**WHAT TO PRODUCE**:
Reproduce, character for character, the lines below from the first through the one with "pixel 249 355". Leave pictures out.

**Natural language region descriptions**:
====

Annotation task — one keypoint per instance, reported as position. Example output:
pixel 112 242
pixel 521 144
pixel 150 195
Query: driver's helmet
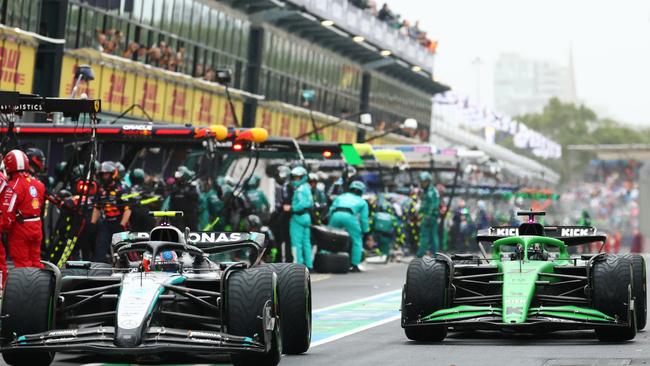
pixel 537 252
pixel 358 187
pixel 254 182
pixel 183 174
pixel 167 261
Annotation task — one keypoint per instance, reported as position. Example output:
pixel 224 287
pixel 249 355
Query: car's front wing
pixel 156 339
pixel 539 319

====

**TASK RESPONSE**:
Annotation task — one keypoint per instance, reported as position. Example output:
pixel 112 242
pixel 521 144
pixel 150 195
Query: driver's helmet
pixel 537 252
pixel 358 187
pixel 254 182
pixel 183 174
pixel 167 261
Annotation task — one keypoint per instance, reported as position. Example output:
pixel 224 287
pixel 249 355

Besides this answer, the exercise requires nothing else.